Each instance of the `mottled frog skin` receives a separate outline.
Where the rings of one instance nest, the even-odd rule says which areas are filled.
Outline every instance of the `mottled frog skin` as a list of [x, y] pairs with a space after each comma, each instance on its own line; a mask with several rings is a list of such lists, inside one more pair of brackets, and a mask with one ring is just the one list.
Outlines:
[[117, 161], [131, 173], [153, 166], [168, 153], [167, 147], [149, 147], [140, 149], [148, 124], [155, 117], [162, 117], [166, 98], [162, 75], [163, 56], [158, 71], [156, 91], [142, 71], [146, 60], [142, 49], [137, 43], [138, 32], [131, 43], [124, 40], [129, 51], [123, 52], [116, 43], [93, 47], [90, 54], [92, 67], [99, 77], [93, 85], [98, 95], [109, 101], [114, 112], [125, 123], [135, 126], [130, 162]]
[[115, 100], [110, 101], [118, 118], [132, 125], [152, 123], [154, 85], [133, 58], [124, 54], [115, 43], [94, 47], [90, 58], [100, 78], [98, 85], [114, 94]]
---
DIRECTIONS: Reproduce all of the data above word for word, with every line unchanged.

WRITTEN SOLUTION:
Each instance of the `mottled frog skin` receives a separate outline.
Where the rings of one instance nest, the even-odd rule says which areas are filled.
Outline every instance of the `mottled frog skin` as a list of [x, y] pairs with a space after each comma, each instance on its own line; a mask with several rings is a list of such lists, inside one more pair of brackets, and a mask with one ring is just the one list.
Outlines:
[[117, 161], [131, 173], [153, 166], [168, 153], [167, 147], [149, 147], [140, 149], [148, 124], [155, 117], [162, 117], [166, 98], [162, 75], [163, 56], [158, 71], [156, 91], [142, 71], [146, 60], [142, 49], [137, 43], [138, 32], [131, 43], [124, 40], [129, 51], [123, 52], [116, 43], [93, 47], [90, 54], [92, 67], [99, 77], [93, 85], [98, 95], [109, 101], [114, 112], [125, 123], [135, 126], [130, 162]]
[[115, 100], [110, 101], [118, 118], [132, 125], [152, 123], [154, 85], [133, 58], [124, 54], [115, 43], [94, 47], [90, 58], [100, 78], [98, 85], [114, 94]]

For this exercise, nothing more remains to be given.